* **Exercise requirements**
Format everything from the line containing "TARGET = city street" down to the end of the entries as a two-column CSV with the columns text and answer. Use one row per entry, put each field in quotes, and replace its line breaks with spaces.

[Data records]
************

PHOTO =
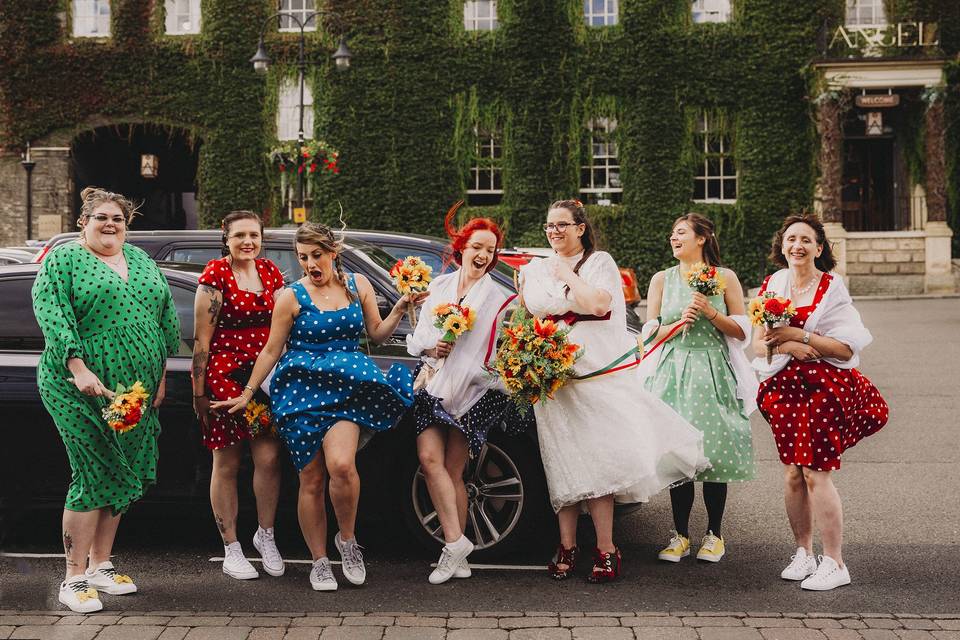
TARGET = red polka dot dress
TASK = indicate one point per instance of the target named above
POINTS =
(816, 410)
(241, 333)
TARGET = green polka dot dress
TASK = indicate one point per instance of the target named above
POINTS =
(695, 378)
(124, 332)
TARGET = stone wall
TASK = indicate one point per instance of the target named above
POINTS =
(52, 196)
(887, 263)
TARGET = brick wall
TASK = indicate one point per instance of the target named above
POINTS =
(886, 263)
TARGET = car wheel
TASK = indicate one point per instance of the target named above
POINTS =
(507, 503)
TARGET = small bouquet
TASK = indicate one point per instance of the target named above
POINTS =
(411, 275)
(258, 418)
(704, 279)
(126, 409)
(771, 310)
(534, 359)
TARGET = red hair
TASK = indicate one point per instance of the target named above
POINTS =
(460, 237)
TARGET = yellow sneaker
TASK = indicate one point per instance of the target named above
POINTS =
(679, 547)
(711, 548)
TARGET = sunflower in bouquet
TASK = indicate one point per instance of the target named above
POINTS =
(535, 358)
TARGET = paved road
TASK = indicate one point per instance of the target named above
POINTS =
(899, 487)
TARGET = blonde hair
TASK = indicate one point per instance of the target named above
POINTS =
(322, 236)
(93, 197)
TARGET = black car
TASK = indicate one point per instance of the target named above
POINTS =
(507, 490)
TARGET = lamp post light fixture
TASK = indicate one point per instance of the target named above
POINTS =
(261, 64)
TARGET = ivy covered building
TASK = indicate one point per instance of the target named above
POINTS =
(745, 110)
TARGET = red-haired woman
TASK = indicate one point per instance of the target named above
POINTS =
(455, 409)
(816, 402)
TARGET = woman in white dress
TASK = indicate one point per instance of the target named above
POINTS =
(605, 438)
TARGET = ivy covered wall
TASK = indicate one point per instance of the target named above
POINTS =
(404, 114)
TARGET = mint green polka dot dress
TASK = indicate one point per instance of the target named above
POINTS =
(124, 332)
(695, 378)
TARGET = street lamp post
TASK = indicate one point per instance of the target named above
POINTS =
(261, 63)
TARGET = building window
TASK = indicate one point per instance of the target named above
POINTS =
(711, 11)
(486, 174)
(716, 179)
(91, 18)
(301, 10)
(480, 15)
(599, 13)
(183, 17)
(600, 176)
(288, 110)
(866, 13)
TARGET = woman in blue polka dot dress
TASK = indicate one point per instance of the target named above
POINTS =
(325, 391)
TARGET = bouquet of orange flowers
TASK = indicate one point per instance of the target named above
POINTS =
(771, 310)
(258, 417)
(126, 409)
(411, 275)
(705, 279)
(534, 359)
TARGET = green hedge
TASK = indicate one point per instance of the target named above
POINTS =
(403, 116)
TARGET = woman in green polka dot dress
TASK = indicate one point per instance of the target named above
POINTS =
(705, 376)
(107, 318)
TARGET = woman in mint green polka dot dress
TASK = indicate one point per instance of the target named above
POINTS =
(703, 378)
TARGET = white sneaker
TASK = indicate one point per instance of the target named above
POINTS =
(463, 570)
(321, 576)
(802, 564)
(829, 575)
(451, 556)
(351, 559)
(105, 578)
(264, 543)
(77, 594)
(236, 565)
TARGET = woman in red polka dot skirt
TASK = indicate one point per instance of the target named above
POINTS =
(233, 310)
(817, 403)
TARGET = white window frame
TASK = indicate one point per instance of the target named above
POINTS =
(183, 17)
(604, 157)
(608, 16)
(704, 11)
(288, 109)
(91, 13)
(488, 146)
(474, 21)
(702, 139)
(865, 13)
(301, 10)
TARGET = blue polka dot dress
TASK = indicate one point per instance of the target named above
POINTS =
(324, 378)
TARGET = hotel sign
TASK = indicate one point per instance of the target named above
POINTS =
(899, 35)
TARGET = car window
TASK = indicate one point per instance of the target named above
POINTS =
(19, 330)
(183, 298)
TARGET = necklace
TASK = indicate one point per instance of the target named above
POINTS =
(799, 291)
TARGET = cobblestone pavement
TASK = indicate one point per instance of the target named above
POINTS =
(478, 625)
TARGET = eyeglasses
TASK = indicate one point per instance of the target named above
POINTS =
(559, 227)
(101, 218)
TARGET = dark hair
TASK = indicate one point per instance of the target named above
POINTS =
(826, 262)
(323, 236)
(589, 237)
(229, 219)
(704, 228)
(460, 237)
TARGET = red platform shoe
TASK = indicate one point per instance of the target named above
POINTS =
(562, 556)
(606, 566)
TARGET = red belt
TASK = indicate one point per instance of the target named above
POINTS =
(572, 318)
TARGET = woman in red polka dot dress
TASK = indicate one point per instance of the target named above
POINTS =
(232, 315)
(817, 403)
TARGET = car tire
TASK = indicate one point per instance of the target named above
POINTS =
(506, 494)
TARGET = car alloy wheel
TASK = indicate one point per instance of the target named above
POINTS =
(495, 499)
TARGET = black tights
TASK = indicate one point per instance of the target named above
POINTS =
(714, 498)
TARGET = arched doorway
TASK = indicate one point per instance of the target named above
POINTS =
(118, 158)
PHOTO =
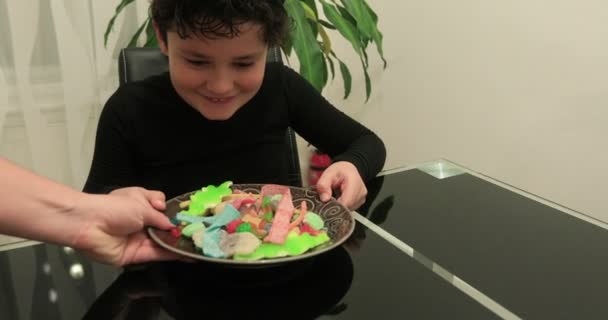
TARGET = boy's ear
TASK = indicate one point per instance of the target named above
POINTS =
(162, 44)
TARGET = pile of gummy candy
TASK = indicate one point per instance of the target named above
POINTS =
(224, 223)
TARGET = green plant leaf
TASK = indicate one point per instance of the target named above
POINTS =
(151, 40)
(366, 23)
(345, 27)
(346, 76)
(133, 42)
(326, 44)
(311, 14)
(312, 63)
(121, 5)
(327, 24)
(332, 67)
(368, 85)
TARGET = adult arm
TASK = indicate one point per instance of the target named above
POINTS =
(107, 227)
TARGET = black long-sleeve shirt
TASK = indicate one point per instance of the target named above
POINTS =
(148, 136)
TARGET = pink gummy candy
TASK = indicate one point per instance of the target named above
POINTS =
(231, 227)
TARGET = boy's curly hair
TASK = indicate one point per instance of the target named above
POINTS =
(220, 18)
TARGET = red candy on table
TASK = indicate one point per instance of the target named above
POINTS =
(176, 232)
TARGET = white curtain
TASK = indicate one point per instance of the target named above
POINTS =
(55, 76)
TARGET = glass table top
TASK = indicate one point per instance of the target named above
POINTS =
(433, 241)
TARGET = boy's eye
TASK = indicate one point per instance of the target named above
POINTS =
(196, 62)
(243, 64)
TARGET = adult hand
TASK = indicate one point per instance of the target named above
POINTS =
(114, 229)
(342, 177)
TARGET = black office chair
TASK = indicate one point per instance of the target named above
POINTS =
(139, 63)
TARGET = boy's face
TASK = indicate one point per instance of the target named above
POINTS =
(216, 76)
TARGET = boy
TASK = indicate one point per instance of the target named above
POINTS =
(221, 112)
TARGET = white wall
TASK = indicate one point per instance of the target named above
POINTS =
(517, 90)
(513, 89)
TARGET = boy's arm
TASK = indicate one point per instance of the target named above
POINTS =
(112, 166)
(330, 130)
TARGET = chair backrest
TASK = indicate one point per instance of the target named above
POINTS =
(139, 63)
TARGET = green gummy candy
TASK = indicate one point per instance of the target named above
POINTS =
(208, 198)
(190, 229)
(294, 245)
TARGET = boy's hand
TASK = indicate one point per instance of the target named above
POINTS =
(343, 177)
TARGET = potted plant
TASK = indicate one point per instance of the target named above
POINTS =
(309, 40)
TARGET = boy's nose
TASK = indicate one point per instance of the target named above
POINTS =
(220, 84)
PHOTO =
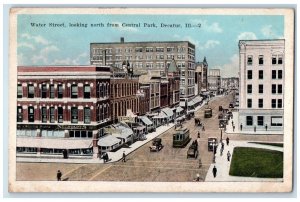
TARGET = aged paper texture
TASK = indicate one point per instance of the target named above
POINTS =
(151, 100)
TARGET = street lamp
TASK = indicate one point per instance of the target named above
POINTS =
(214, 154)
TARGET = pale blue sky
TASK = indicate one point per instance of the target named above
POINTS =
(217, 39)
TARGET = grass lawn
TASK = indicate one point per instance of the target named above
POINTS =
(269, 143)
(256, 162)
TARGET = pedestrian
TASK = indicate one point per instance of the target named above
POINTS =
(200, 163)
(58, 175)
(215, 171)
(228, 156)
(124, 157)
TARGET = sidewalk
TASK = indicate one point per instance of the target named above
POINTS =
(223, 165)
(229, 128)
(113, 156)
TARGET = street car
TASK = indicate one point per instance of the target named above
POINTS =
(181, 137)
(156, 145)
(193, 150)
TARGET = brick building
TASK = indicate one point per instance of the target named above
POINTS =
(153, 56)
(261, 89)
(201, 77)
(124, 87)
(62, 108)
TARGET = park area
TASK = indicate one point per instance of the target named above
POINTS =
(256, 162)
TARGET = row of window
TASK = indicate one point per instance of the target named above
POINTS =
(275, 60)
(275, 121)
(274, 103)
(102, 91)
(275, 88)
(49, 115)
(275, 74)
(179, 49)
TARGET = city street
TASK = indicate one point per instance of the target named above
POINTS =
(169, 164)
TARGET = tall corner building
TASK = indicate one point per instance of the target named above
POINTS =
(152, 55)
(262, 67)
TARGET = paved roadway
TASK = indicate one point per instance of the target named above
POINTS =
(170, 164)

************

* **Solution for this task**
text,answer
"TARGET = city street TASK = indicate one point per instance of the target named above POINTS =","(169, 164)"
"TARGET = tall corner building TASK = indicate one point per instance of the target named above POINTS =","(152, 55) (262, 67)"
"TARGET = paved roadway TASK = indicate one point per instance of the target named above POINTS =","(170, 164)"